• Your objective: Identify each line of the items below that contains the word "with", and copy those lines in full.

Items from a data source:

** START **

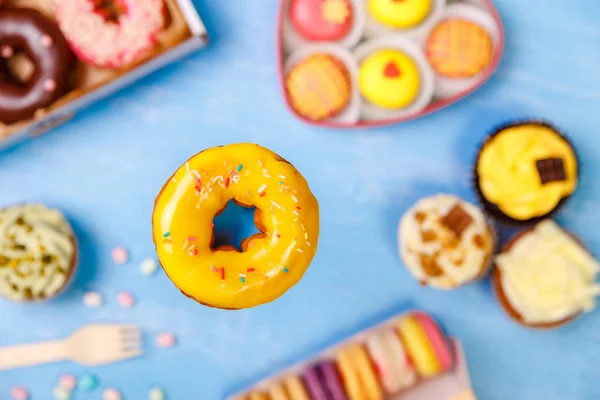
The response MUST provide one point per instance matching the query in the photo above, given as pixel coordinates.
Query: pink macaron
(438, 340)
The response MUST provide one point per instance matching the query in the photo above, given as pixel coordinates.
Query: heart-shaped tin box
(365, 63)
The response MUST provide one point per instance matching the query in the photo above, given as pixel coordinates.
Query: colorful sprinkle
(67, 382)
(165, 340)
(87, 383)
(46, 41)
(19, 393)
(148, 266)
(7, 52)
(111, 394)
(120, 255)
(50, 85)
(92, 299)
(156, 394)
(61, 394)
(126, 299)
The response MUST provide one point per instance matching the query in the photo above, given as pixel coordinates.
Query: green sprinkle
(88, 383)
(61, 394)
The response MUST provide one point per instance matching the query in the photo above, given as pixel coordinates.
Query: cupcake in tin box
(339, 22)
(319, 84)
(525, 172)
(461, 47)
(395, 80)
(411, 18)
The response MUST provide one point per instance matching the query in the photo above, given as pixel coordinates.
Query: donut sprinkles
(270, 261)
(30, 32)
(114, 38)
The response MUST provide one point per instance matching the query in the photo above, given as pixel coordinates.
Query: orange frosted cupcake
(457, 48)
(319, 87)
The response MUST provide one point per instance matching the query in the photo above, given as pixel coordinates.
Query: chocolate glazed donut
(40, 39)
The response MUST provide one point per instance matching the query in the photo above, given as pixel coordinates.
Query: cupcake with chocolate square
(446, 242)
(545, 277)
(525, 172)
(38, 253)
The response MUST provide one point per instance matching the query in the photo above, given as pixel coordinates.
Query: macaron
(291, 388)
(258, 396)
(419, 347)
(438, 340)
(323, 382)
(358, 374)
(391, 362)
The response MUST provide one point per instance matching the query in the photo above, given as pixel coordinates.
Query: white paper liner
(372, 112)
(292, 40)
(351, 113)
(330, 354)
(448, 87)
(418, 33)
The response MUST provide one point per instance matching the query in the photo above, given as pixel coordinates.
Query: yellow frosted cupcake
(401, 14)
(545, 277)
(525, 172)
(389, 79)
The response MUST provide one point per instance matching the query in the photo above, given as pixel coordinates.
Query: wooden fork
(90, 345)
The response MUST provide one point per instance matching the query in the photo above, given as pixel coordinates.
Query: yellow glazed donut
(287, 214)
(400, 14)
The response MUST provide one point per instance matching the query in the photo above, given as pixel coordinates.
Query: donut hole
(233, 225)
(18, 65)
(110, 10)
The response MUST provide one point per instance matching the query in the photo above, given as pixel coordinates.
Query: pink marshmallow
(19, 393)
(126, 299)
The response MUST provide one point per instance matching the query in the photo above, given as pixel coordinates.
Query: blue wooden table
(105, 168)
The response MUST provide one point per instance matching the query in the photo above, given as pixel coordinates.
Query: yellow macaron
(419, 348)
(358, 375)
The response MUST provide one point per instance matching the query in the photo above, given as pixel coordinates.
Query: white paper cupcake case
(292, 40)
(448, 87)
(351, 113)
(419, 33)
(371, 112)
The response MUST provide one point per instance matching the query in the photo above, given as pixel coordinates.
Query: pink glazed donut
(110, 33)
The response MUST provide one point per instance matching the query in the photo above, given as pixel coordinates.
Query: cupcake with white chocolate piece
(446, 242)
(544, 277)
(38, 253)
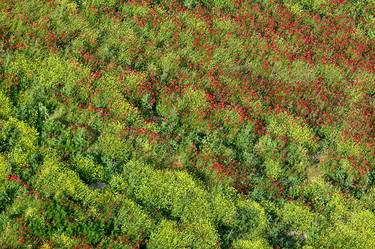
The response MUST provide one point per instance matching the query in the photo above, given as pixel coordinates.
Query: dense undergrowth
(187, 124)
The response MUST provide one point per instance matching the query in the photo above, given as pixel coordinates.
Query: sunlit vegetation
(187, 124)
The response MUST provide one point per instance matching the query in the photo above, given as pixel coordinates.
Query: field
(172, 124)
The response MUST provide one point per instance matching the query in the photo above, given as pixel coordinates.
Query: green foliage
(251, 220)
(186, 124)
(133, 221)
(249, 244)
(5, 106)
(297, 216)
(166, 235)
(18, 140)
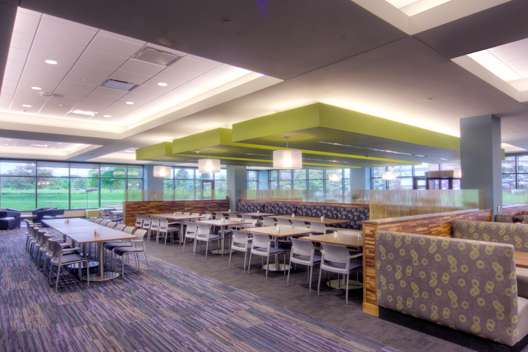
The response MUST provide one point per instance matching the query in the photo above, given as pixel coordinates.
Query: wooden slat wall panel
(152, 207)
(430, 224)
(345, 205)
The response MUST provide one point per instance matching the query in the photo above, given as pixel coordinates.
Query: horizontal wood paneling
(429, 224)
(345, 205)
(152, 207)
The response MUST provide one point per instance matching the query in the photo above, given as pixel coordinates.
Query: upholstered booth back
(463, 284)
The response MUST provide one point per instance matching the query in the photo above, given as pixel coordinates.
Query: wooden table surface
(327, 221)
(340, 240)
(284, 231)
(521, 259)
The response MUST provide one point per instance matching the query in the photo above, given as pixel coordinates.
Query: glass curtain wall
(27, 185)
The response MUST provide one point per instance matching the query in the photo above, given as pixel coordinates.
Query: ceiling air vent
(155, 56)
(115, 84)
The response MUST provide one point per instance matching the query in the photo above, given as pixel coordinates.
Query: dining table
(223, 224)
(180, 218)
(84, 232)
(278, 232)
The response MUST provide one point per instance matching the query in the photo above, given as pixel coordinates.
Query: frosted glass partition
(397, 203)
(514, 196)
(356, 196)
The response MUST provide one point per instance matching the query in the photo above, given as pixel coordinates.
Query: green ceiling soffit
(221, 139)
(332, 117)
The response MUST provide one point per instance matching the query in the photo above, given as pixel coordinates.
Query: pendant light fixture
(287, 159)
(207, 166)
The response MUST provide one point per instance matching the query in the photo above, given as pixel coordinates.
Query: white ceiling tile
(196, 67)
(21, 40)
(100, 58)
(53, 47)
(129, 77)
(141, 67)
(26, 21)
(114, 46)
(65, 31)
(17, 55)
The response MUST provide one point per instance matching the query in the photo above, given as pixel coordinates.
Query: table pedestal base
(106, 276)
(277, 267)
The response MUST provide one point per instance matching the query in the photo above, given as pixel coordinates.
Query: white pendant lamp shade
(162, 171)
(207, 166)
(334, 177)
(388, 175)
(287, 159)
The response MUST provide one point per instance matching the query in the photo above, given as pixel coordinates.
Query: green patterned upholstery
(508, 218)
(517, 235)
(463, 284)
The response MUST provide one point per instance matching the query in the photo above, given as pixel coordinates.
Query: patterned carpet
(166, 309)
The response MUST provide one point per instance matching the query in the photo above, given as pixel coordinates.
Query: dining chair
(165, 229)
(133, 250)
(261, 246)
(191, 229)
(303, 252)
(60, 259)
(240, 242)
(204, 235)
(336, 259)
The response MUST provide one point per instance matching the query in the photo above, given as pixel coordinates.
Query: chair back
(300, 247)
(203, 229)
(241, 239)
(299, 223)
(336, 254)
(267, 221)
(129, 229)
(283, 222)
(318, 227)
(139, 220)
(262, 241)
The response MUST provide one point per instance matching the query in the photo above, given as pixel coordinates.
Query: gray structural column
(150, 182)
(481, 157)
(236, 182)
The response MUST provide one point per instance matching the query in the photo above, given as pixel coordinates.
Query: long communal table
(82, 232)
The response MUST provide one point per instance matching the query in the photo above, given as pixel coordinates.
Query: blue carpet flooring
(165, 309)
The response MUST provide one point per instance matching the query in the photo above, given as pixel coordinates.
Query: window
(26, 185)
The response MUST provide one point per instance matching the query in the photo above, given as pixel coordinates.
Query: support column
(236, 182)
(481, 158)
(152, 183)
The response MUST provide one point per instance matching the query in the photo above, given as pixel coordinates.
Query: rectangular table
(83, 233)
(283, 233)
(222, 225)
(178, 218)
(326, 221)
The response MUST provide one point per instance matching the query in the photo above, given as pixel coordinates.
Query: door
(207, 189)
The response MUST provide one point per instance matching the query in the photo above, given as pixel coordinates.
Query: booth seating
(355, 215)
(508, 218)
(463, 284)
(9, 219)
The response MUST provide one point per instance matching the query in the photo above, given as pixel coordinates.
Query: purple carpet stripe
(165, 309)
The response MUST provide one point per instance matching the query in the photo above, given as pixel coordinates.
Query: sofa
(355, 215)
(9, 219)
(462, 284)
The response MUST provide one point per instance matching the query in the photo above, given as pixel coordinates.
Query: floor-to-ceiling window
(30, 184)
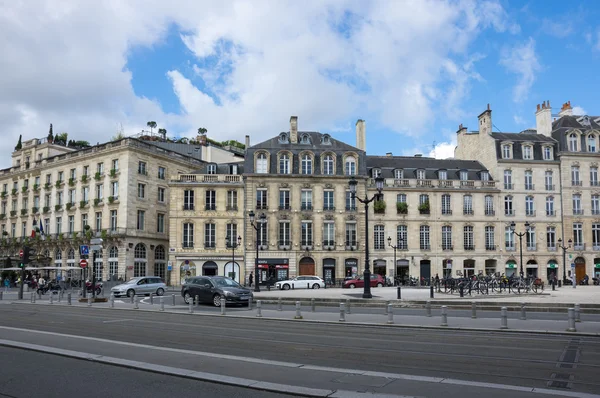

** END **

• Exercise output:
Query: cupcake with chocolate square
Query: cupcake with white chocolate piece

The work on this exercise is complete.